Count the lines in the records below that contain the string "hair", treating case as significant, and give only the number.

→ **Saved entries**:
::::
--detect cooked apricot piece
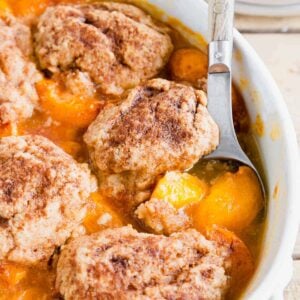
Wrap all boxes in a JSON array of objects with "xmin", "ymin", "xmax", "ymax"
[
  {"xmin": 0, "ymin": 124, "xmax": 18, "ymax": 138},
  {"xmin": 205, "ymin": 226, "xmax": 254, "ymax": 293},
  {"xmin": 36, "ymin": 79, "xmax": 100, "ymax": 127},
  {"xmin": 9, "ymin": 0, "xmax": 50, "ymax": 17},
  {"xmin": 12, "ymin": 287, "xmax": 52, "ymax": 300},
  {"xmin": 192, "ymin": 167, "xmax": 263, "ymax": 231},
  {"xmin": 151, "ymin": 172, "xmax": 207, "ymax": 208},
  {"xmin": 0, "ymin": 0, "xmax": 11, "ymax": 16},
  {"xmin": 169, "ymin": 48, "xmax": 207, "ymax": 83},
  {"xmin": 83, "ymin": 193, "xmax": 123, "ymax": 233},
  {"xmin": 0, "ymin": 263, "xmax": 27, "ymax": 286}
]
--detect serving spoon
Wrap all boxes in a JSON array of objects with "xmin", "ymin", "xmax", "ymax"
[{"xmin": 205, "ymin": 0, "xmax": 265, "ymax": 195}]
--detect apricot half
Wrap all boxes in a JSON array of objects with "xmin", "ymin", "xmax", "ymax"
[
  {"xmin": 169, "ymin": 48, "xmax": 208, "ymax": 83},
  {"xmin": 151, "ymin": 172, "xmax": 207, "ymax": 208},
  {"xmin": 192, "ymin": 167, "xmax": 263, "ymax": 231},
  {"xmin": 36, "ymin": 79, "xmax": 100, "ymax": 128}
]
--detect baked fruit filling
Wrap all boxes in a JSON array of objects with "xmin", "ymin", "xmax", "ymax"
[{"xmin": 0, "ymin": 0, "xmax": 264, "ymax": 300}]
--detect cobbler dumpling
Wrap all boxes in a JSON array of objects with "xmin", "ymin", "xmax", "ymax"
[
  {"xmin": 0, "ymin": 17, "xmax": 41, "ymax": 126},
  {"xmin": 56, "ymin": 227, "xmax": 229, "ymax": 300},
  {"xmin": 84, "ymin": 79, "xmax": 219, "ymax": 206},
  {"xmin": 35, "ymin": 2, "xmax": 173, "ymax": 94},
  {"xmin": 0, "ymin": 135, "xmax": 96, "ymax": 264}
]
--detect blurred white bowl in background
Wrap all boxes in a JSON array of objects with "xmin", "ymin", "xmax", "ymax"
[
  {"xmin": 236, "ymin": 0, "xmax": 300, "ymax": 17},
  {"xmin": 142, "ymin": 0, "xmax": 300, "ymax": 300}
]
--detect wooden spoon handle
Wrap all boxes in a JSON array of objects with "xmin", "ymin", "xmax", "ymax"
[{"xmin": 208, "ymin": 0, "xmax": 234, "ymax": 42}]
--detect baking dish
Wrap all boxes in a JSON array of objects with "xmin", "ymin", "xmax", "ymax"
[{"xmin": 131, "ymin": 0, "xmax": 300, "ymax": 300}]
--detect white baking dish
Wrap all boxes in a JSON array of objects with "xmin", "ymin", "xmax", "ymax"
[{"xmin": 131, "ymin": 0, "xmax": 300, "ymax": 300}]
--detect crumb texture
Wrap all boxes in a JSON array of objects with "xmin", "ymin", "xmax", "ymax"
[
  {"xmin": 35, "ymin": 2, "xmax": 173, "ymax": 94},
  {"xmin": 56, "ymin": 227, "xmax": 228, "ymax": 300},
  {"xmin": 0, "ymin": 136, "xmax": 96, "ymax": 264}
]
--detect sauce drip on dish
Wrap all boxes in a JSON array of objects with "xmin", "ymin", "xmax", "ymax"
[{"xmin": 0, "ymin": 0, "xmax": 264, "ymax": 300}]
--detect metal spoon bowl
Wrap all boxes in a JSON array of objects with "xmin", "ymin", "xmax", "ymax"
[{"xmin": 205, "ymin": 0, "xmax": 265, "ymax": 195}]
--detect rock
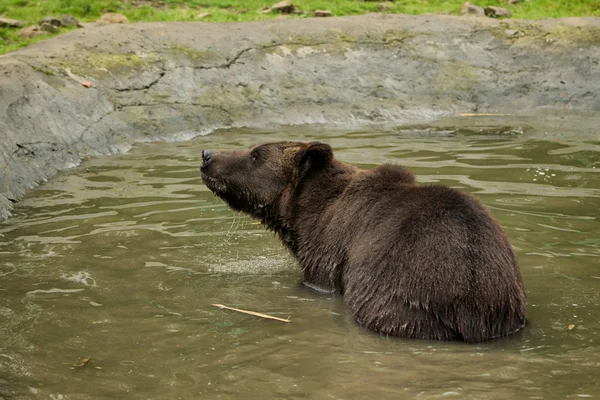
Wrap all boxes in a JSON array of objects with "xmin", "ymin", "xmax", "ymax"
[
  {"xmin": 60, "ymin": 15, "xmax": 81, "ymax": 27},
  {"xmin": 313, "ymin": 10, "xmax": 333, "ymax": 17},
  {"xmin": 377, "ymin": 1, "xmax": 396, "ymax": 11},
  {"xmin": 0, "ymin": 17, "xmax": 25, "ymax": 28},
  {"xmin": 96, "ymin": 13, "xmax": 129, "ymax": 25},
  {"xmin": 17, "ymin": 25, "xmax": 46, "ymax": 39},
  {"xmin": 40, "ymin": 22, "xmax": 58, "ymax": 33},
  {"xmin": 269, "ymin": 0, "xmax": 296, "ymax": 14},
  {"xmin": 484, "ymin": 6, "xmax": 512, "ymax": 18},
  {"xmin": 38, "ymin": 17, "xmax": 62, "ymax": 26},
  {"xmin": 460, "ymin": 1, "xmax": 485, "ymax": 17}
]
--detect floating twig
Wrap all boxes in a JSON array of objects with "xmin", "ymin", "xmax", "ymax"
[
  {"xmin": 73, "ymin": 357, "xmax": 92, "ymax": 368},
  {"xmin": 213, "ymin": 304, "xmax": 292, "ymax": 324},
  {"xmin": 458, "ymin": 113, "xmax": 510, "ymax": 117}
]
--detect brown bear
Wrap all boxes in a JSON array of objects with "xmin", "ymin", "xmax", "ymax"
[{"xmin": 201, "ymin": 142, "xmax": 527, "ymax": 343}]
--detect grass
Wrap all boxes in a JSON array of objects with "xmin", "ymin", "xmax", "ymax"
[{"xmin": 0, "ymin": 0, "xmax": 600, "ymax": 54}]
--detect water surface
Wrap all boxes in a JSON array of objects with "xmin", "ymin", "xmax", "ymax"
[{"xmin": 0, "ymin": 123, "xmax": 600, "ymax": 399}]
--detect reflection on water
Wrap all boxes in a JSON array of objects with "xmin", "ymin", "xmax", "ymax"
[{"xmin": 0, "ymin": 124, "xmax": 600, "ymax": 399}]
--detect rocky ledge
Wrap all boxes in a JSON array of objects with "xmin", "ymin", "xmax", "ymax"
[{"xmin": 0, "ymin": 15, "xmax": 600, "ymax": 220}]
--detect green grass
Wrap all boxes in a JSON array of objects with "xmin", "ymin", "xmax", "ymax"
[{"xmin": 0, "ymin": 0, "xmax": 600, "ymax": 54}]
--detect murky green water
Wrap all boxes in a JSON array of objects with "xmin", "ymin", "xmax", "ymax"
[{"xmin": 0, "ymin": 123, "xmax": 600, "ymax": 399}]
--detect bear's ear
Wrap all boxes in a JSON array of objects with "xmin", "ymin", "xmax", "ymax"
[{"xmin": 296, "ymin": 142, "xmax": 333, "ymax": 178}]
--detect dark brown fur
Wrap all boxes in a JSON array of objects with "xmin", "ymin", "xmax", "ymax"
[{"xmin": 201, "ymin": 142, "xmax": 527, "ymax": 343}]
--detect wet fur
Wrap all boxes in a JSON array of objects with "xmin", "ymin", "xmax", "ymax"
[{"xmin": 202, "ymin": 142, "xmax": 527, "ymax": 343}]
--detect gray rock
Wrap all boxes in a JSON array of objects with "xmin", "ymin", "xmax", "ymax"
[
  {"xmin": 0, "ymin": 14, "xmax": 600, "ymax": 219},
  {"xmin": 269, "ymin": 0, "xmax": 295, "ymax": 14},
  {"xmin": 313, "ymin": 10, "xmax": 333, "ymax": 17},
  {"xmin": 485, "ymin": 6, "xmax": 512, "ymax": 18},
  {"xmin": 96, "ymin": 13, "xmax": 129, "ymax": 25},
  {"xmin": 38, "ymin": 17, "xmax": 62, "ymax": 26},
  {"xmin": 17, "ymin": 25, "xmax": 46, "ymax": 39},
  {"xmin": 40, "ymin": 22, "xmax": 58, "ymax": 33},
  {"xmin": 60, "ymin": 14, "xmax": 80, "ymax": 27},
  {"xmin": 460, "ymin": 1, "xmax": 485, "ymax": 17},
  {"xmin": 0, "ymin": 17, "xmax": 25, "ymax": 28}
]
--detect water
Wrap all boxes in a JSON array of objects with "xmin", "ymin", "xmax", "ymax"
[{"xmin": 0, "ymin": 123, "xmax": 600, "ymax": 399}]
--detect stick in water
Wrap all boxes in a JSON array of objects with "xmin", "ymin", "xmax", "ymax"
[{"xmin": 213, "ymin": 304, "xmax": 292, "ymax": 323}]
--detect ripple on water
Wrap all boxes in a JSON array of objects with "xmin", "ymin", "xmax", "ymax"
[{"xmin": 0, "ymin": 124, "xmax": 600, "ymax": 399}]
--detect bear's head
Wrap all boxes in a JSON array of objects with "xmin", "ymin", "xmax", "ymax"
[{"xmin": 200, "ymin": 142, "xmax": 333, "ymax": 218}]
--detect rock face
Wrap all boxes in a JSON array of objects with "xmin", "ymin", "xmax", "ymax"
[
  {"xmin": 0, "ymin": 17, "xmax": 25, "ymax": 28},
  {"xmin": 60, "ymin": 15, "xmax": 80, "ymax": 26},
  {"xmin": 313, "ymin": 10, "xmax": 333, "ymax": 17},
  {"xmin": 485, "ymin": 6, "xmax": 512, "ymax": 18},
  {"xmin": 17, "ymin": 25, "xmax": 47, "ymax": 39},
  {"xmin": 40, "ymin": 22, "xmax": 58, "ymax": 33},
  {"xmin": 460, "ymin": 1, "xmax": 485, "ymax": 17},
  {"xmin": 38, "ymin": 17, "xmax": 62, "ymax": 26},
  {"xmin": 0, "ymin": 15, "xmax": 600, "ymax": 219},
  {"xmin": 96, "ymin": 13, "xmax": 129, "ymax": 25},
  {"xmin": 268, "ymin": 0, "xmax": 294, "ymax": 14}
]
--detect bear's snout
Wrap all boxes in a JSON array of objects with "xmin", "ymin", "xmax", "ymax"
[{"xmin": 202, "ymin": 150, "xmax": 216, "ymax": 166}]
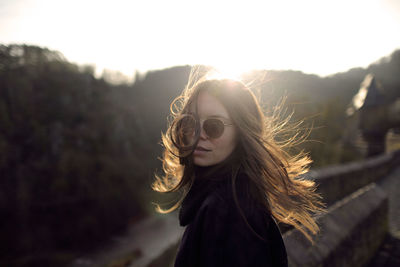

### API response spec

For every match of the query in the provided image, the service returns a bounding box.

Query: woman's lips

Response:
[193,146,211,156]
[196,146,210,151]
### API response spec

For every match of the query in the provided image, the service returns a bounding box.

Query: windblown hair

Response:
[152,68,324,243]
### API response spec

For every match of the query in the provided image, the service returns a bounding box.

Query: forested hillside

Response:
[0,45,400,265]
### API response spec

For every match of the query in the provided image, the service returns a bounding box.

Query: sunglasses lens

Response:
[203,119,224,138]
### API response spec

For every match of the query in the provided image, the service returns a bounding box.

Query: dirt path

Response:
[69,213,184,267]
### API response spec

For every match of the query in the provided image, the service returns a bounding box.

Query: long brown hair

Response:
[152,68,324,242]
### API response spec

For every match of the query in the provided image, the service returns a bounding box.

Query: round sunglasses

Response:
[180,114,233,139]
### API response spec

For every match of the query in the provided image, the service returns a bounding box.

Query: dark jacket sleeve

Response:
[175,195,287,267]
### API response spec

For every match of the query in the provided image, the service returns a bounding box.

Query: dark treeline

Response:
[0,45,400,266]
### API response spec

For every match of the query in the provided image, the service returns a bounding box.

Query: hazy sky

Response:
[0,0,400,78]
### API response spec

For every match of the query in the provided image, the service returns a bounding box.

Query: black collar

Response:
[179,167,232,226]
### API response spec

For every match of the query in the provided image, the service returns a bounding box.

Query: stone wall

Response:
[306,150,400,206]
[284,183,388,267]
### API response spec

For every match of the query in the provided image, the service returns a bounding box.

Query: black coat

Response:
[175,170,287,267]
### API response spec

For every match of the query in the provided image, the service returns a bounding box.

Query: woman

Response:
[153,70,323,267]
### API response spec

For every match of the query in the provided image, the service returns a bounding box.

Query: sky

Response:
[0,0,400,80]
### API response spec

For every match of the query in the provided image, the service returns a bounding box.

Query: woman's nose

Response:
[200,125,208,140]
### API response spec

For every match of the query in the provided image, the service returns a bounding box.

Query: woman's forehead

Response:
[190,91,230,119]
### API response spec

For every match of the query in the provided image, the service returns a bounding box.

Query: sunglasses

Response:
[179,114,233,139]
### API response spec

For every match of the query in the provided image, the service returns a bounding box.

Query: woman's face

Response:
[192,91,236,167]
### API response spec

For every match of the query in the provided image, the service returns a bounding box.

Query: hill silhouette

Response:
[0,45,400,266]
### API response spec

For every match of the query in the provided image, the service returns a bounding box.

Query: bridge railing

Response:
[284,151,400,267]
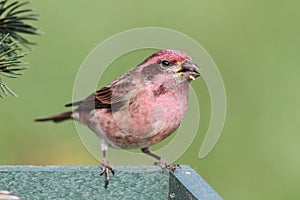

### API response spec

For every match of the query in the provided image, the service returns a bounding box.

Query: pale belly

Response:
[77,84,188,149]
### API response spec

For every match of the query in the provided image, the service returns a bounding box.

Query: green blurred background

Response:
[0,0,300,199]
::::
→ **Solution to this task**: 2